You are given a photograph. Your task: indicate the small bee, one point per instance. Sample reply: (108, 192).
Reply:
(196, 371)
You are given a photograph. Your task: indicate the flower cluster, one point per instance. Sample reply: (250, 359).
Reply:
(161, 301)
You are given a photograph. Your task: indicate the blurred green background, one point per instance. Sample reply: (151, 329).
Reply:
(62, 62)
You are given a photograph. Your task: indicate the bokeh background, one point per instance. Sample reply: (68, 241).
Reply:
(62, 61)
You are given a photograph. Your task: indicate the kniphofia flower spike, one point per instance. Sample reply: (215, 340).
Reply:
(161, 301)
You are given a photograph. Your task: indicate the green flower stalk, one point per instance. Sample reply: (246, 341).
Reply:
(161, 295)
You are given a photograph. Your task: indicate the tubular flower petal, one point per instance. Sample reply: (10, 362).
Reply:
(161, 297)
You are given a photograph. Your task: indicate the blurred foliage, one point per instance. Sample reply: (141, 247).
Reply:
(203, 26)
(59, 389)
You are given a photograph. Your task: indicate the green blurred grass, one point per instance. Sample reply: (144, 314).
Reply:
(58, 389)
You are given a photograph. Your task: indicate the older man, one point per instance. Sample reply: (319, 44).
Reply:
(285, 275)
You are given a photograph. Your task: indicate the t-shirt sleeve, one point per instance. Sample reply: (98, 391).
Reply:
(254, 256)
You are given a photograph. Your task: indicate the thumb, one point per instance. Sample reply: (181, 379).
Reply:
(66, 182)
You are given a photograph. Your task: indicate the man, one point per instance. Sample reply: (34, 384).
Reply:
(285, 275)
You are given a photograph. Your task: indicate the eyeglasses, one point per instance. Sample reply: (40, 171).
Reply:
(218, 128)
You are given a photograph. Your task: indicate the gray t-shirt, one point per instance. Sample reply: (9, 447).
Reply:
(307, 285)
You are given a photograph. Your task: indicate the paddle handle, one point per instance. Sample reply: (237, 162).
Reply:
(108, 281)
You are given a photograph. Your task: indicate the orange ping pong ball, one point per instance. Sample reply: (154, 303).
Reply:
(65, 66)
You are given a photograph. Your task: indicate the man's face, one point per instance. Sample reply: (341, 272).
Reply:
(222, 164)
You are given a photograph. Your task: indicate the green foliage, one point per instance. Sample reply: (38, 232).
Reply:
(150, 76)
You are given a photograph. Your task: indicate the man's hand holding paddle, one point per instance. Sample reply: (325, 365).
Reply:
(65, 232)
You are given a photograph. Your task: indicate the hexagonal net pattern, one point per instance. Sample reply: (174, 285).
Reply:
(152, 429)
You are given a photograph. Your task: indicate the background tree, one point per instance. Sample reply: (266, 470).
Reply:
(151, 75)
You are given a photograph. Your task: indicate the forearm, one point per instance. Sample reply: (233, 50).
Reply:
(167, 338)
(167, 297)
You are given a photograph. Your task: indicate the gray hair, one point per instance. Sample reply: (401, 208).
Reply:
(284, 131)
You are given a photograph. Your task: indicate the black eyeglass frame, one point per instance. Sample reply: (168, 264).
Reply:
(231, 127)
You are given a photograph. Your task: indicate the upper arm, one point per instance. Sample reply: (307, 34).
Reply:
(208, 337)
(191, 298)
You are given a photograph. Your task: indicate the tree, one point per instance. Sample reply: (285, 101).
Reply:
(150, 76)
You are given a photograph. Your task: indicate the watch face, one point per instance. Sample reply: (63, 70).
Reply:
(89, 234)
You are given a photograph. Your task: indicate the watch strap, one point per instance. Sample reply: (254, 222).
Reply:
####
▸ PROBLEM REQUIREMENTS:
All of the data above should be reproduced verbatim.

▸ RESPONSE AREA:
You are given a photograph. Your task: indicate the small bee, one point per instance. Sample reply: (108, 192).
Reply:
(196, 371)
You are given a photograph. Your task: indicate the flower cluster, one point per instance. Sample reply: (250, 359).
Reply:
(161, 301)
You are given a photograph. Your task: indicate the blurred green background, one point per instance. Sample reply: (151, 329).
Reply:
(62, 62)
You are given a photograph. Your task: indicate the bokeh background, one point per instance. Sample reply: (68, 241).
Reply:
(62, 61)
You are given a photograph. Your task: indicate the kniphofia flower spike, one point per instance. Sample reply: (215, 340).
Reply:
(161, 301)
You are given a photograph. Your task: indicate the green flower stalk, one point per instance. Sample reply: (246, 341).
Reply:
(161, 295)
You are given a photograph. Your task: indicate the tubular flower petal, one point per instance. Sample reply: (10, 362).
Reply:
(161, 297)
You are given a photograph. Your task: indicate the blurred foliage, one point per instance. Sample reply: (141, 247).
Reply:
(203, 26)
(59, 389)
You are given a photograph. Your task: indicate the green blurred grass, one point per instance. Sample reply: (144, 314).
Reply:
(58, 389)
You are given a photograph. Your task: indicate the older man, one point per instance. Sample reply: (319, 44).
Reply:
(285, 275)
You are given a photograph. Your task: indicate the t-shirt sleeve, one point per instance. Sample reply: (98, 391).
Reply:
(254, 256)
You are given a photograph. Your task: indicate the thumb, one point per instance. Sample reply: (181, 379).
Reply:
(66, 182)
You are given a photograph. Your task: indicate the man, one point per instance. Sample reply: (34, 384).
Reply:
(285, 275)
You are given a photograph. Your task: indicate the eyeglasses, one point per instance. Sample reply: (40, 171).
Reply:
(218, 128)
You are given a photograph. Your task: indicate the gray t-shirt, one point per instance. Sample reply: (9, 447).
Reply:
(307, 285)
You are given a photograph. Your task: indicate the paddle handle, one point per instance. Sample reply: (237, 162).
Reply:
(108, 281)
You are given a photograph. Your task: indicate the orange ping pong ball, one point per instance. Sample reply: (154, 303).
Reply:
(65, 66)
You are given a photograph. Your task: indicate the man's face, one point per instance. Sample reply: (341, 272).
Reply:
(222, 164)
You are given a photograph. Your task: indicate the green foliage, one point per instance. Sample reply: (38, 232).
Reply:
(150, 76)
You are given a photograph. Your task: indicate the man's hand holding paddle, one point per instance. Sample reply: (325, 365).
Reply:
(65, 232)
You are given a photograph. Your task: indicate the hexagonal net pattern, one point per instance. Sample reply: (174, 285).
Reply:
(152, 429)
You are given a photograph. Your task: indicate the background tree, one point per instance. Sample reply: (266, 470).
Reply:
(151, 75)
You are given a photograph. Your task: indicate the forearm, one point per instance. Sample reply: (233, 50).
Reply:
(167, 338)
(167, 297)
You are given a photograph. Your task: indicate the gray hair, one point per instance. Sample reply: (401, 208).
Reply:
(284, 131)
You are given a photograph. Your task: indicate the black eyeglass frame, one point per instance. Sample reply: (168, 264).
Reply:
(231, 127)
You are given a photograph. Your task: indicate the upper arm, one point per instance. Sample reply: (307, 34).
Reply:
(208, 337)
(191, 298)
You are given a photograph. Your task: indicate the tree, one point per instance. Sample reply: (285, 101).
Reply:
(150, 76)
You are given a photograph. Your task: indicate the watch face, one point per instance. Sample reply: (63, 70).
Reply:
(89, 234)
You are given a photograph. Your task: indicate the watch strap, one point per instance. Sample reply: (254, 222).
Reply:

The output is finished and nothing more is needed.